Your answer should be every line of the records that contains the word "Drop", copied as it stands.

## Data in this exercise
══════════════════════════════

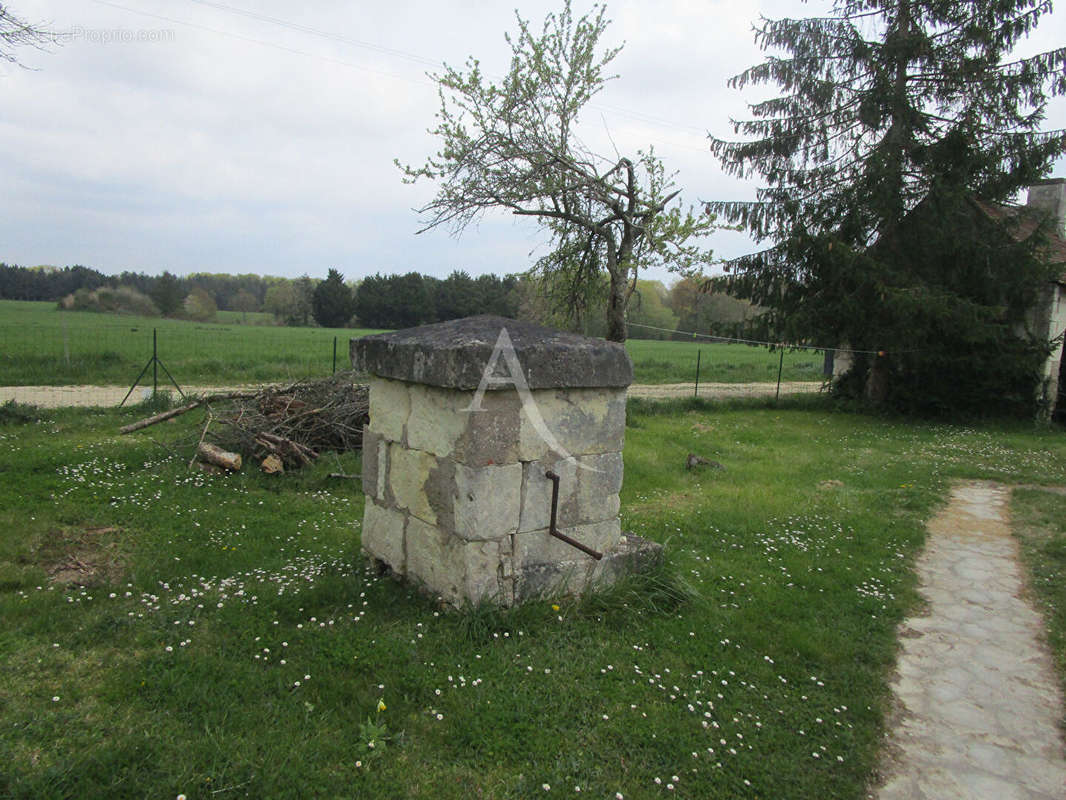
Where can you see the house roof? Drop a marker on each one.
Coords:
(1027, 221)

══════════════════════════════

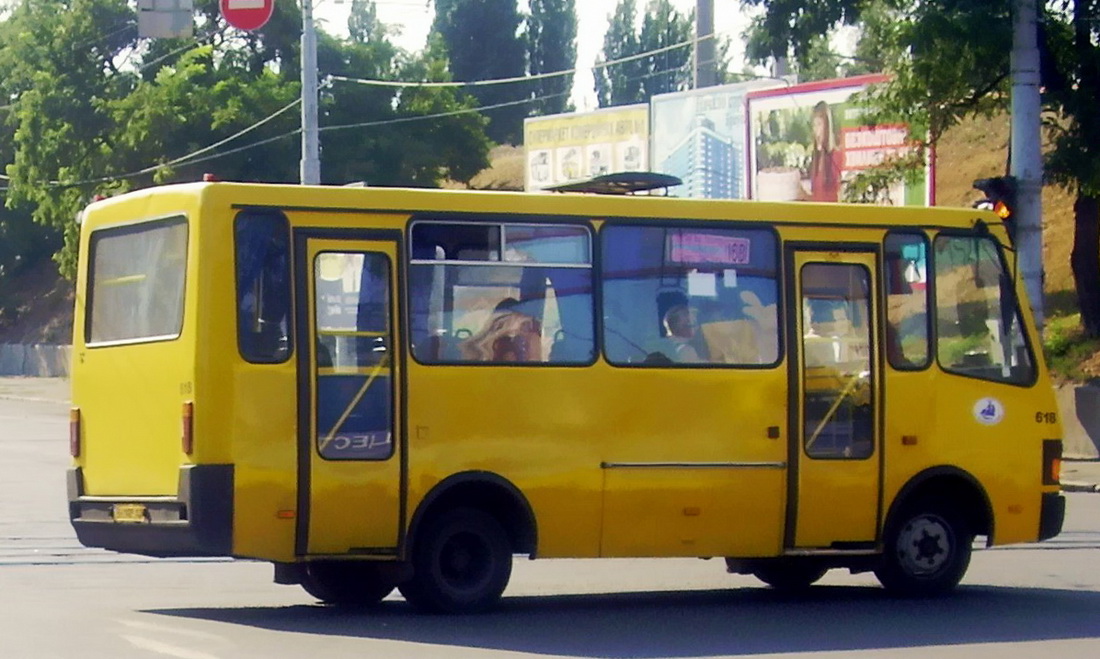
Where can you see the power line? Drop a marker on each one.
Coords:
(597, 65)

══════════════════════════════

## Task result
Where can you see the house roof? Drop a marker on each one.
Where can you see the power line? Drop a marker on each one.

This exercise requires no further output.